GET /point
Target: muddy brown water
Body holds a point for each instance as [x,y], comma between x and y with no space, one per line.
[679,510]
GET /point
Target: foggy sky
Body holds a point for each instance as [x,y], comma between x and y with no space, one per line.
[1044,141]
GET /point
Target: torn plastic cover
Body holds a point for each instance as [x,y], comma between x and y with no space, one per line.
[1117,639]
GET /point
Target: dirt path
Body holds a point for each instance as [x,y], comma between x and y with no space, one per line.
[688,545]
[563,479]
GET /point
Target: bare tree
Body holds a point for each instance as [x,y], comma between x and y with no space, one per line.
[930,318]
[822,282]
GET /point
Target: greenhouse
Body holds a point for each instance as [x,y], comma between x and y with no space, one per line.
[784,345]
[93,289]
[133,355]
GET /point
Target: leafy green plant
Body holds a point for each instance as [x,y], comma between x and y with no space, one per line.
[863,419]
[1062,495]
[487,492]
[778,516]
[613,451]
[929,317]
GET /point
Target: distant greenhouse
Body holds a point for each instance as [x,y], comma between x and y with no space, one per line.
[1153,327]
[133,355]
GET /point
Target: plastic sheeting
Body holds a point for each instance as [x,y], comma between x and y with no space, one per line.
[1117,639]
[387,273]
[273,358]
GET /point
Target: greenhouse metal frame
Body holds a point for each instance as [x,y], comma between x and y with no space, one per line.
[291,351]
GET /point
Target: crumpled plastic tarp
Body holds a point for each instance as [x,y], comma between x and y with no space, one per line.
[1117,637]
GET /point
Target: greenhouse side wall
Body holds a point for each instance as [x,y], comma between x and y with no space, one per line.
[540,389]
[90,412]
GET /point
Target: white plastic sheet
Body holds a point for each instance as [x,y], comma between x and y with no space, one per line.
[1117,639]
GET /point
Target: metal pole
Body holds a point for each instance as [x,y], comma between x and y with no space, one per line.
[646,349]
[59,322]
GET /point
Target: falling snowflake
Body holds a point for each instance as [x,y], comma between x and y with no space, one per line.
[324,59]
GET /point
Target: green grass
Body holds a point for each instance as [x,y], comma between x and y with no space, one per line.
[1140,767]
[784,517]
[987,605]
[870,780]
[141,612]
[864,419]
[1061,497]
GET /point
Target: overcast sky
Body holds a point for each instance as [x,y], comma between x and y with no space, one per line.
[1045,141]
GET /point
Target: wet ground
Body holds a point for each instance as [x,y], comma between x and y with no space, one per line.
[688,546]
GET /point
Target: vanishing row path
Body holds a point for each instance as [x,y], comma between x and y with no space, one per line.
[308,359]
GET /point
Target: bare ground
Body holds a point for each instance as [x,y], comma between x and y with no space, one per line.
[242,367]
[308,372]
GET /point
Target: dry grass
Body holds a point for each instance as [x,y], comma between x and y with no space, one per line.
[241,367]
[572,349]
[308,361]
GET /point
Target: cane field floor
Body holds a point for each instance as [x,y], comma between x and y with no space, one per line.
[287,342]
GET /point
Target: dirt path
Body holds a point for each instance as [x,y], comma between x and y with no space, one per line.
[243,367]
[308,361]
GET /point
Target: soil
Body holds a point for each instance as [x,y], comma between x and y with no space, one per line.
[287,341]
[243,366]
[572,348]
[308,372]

::::

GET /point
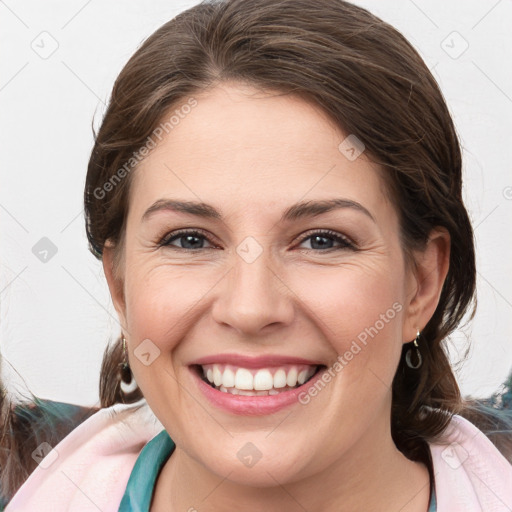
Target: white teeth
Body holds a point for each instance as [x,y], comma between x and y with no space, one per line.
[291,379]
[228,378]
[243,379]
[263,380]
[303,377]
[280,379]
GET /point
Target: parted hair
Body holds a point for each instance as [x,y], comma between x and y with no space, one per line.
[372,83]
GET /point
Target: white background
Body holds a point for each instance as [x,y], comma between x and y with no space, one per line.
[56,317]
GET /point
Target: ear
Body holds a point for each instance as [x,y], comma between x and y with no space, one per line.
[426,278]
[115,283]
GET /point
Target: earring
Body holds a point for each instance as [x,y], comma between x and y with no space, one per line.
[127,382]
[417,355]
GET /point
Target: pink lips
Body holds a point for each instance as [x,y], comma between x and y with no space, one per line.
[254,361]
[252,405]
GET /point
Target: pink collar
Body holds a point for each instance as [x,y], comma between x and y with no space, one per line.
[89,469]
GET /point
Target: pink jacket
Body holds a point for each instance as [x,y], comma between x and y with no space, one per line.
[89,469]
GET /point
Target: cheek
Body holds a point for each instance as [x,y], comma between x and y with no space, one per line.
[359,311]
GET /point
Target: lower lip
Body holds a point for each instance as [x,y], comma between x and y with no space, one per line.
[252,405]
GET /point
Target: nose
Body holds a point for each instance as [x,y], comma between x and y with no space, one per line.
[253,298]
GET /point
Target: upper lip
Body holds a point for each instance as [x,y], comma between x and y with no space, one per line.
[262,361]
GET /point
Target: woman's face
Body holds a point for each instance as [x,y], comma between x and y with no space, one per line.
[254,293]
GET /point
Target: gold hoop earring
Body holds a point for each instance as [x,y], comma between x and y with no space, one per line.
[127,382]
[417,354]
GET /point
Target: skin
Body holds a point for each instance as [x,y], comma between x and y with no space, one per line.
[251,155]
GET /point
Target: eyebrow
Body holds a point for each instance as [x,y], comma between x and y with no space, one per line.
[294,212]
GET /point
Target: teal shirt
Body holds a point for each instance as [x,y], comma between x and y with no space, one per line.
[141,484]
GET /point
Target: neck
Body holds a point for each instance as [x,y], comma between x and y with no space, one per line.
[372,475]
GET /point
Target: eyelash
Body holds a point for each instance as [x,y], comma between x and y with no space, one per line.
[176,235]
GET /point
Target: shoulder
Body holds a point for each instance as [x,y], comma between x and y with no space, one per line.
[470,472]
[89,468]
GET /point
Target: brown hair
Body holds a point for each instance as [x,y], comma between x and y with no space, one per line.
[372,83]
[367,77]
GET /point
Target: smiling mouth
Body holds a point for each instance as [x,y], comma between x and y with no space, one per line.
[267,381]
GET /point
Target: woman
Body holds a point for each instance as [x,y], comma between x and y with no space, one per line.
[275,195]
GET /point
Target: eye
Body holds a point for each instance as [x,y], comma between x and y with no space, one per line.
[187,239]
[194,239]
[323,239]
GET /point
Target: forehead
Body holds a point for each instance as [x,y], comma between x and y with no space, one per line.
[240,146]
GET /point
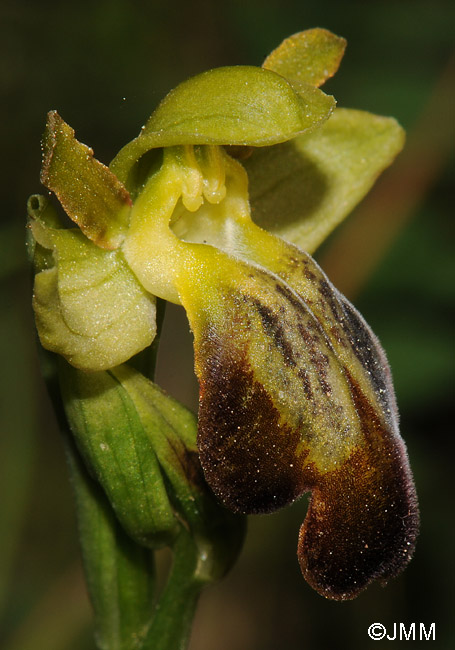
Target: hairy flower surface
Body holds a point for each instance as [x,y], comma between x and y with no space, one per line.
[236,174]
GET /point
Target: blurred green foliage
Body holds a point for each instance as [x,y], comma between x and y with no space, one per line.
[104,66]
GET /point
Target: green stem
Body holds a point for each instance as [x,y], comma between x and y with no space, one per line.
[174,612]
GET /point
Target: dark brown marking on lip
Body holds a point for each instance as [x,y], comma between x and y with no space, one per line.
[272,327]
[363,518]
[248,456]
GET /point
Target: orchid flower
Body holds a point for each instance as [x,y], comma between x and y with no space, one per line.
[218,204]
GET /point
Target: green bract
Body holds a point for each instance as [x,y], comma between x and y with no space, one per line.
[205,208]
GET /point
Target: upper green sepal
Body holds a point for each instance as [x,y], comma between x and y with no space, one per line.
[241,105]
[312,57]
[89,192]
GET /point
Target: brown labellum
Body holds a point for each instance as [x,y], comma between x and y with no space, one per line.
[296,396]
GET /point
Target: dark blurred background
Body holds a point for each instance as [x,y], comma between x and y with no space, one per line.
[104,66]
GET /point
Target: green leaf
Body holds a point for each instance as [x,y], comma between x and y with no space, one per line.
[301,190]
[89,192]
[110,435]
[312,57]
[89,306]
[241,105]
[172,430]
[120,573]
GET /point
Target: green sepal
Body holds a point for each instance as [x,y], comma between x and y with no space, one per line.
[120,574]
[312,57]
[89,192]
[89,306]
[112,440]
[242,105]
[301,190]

::::

• [OPDRACHTDOEL]
Verzamel uit de gegevens hierboven elke regel waarin het woord "pink" staat.

• [ANTWOORD OP OPDRACHT]
Target: pink lips
Target: pink collar
Target: pink jacket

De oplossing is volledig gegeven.